Data supplied:
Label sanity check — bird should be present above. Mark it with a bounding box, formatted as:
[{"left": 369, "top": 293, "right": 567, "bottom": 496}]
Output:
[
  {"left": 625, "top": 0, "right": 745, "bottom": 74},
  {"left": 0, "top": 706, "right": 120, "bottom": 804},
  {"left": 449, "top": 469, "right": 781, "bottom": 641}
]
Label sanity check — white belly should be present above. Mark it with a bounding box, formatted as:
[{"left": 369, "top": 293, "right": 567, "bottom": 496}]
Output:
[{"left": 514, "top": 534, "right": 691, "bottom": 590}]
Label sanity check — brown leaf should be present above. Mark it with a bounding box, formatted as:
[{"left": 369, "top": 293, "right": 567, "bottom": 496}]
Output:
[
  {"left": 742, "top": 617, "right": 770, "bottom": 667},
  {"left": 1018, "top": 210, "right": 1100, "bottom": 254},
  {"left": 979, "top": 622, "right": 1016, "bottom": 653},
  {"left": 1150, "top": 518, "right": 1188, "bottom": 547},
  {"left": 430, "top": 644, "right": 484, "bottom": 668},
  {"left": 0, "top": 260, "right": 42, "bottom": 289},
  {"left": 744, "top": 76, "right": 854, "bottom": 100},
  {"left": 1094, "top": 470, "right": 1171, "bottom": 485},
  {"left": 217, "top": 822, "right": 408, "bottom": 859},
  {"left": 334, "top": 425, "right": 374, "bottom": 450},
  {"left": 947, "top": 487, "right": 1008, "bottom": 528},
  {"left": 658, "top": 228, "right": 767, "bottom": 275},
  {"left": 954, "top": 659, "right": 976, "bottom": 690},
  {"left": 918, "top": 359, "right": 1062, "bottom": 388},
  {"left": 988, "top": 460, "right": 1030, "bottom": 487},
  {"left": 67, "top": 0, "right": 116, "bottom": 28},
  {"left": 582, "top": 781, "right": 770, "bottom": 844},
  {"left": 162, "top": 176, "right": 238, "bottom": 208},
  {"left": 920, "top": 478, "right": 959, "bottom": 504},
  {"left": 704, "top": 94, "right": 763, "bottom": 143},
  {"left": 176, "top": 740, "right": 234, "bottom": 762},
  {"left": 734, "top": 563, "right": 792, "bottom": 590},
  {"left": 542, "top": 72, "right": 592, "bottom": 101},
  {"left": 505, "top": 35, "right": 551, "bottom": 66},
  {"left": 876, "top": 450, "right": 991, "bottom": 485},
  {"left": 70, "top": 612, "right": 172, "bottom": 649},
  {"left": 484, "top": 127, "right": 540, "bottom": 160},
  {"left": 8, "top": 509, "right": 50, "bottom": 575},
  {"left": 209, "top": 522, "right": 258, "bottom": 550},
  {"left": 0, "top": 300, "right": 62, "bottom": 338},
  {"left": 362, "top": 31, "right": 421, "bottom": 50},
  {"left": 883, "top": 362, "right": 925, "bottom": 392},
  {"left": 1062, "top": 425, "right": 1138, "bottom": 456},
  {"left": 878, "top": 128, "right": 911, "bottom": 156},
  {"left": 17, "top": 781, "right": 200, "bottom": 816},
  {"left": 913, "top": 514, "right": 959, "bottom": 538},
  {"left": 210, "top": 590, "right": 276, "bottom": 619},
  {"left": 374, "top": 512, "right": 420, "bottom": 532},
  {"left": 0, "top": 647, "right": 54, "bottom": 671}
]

Task description:
List every line in the records above that contains the word "present".

Complete response:
Label sanity check — bird should be present above. Mark it with a bounding box, formatted as:
Label sanity check — white belly should be present above. Mark it with a bounding box, formatted as:
Label sanity check — brown leaf should be present above. Mark it with a bounding box, formatted as:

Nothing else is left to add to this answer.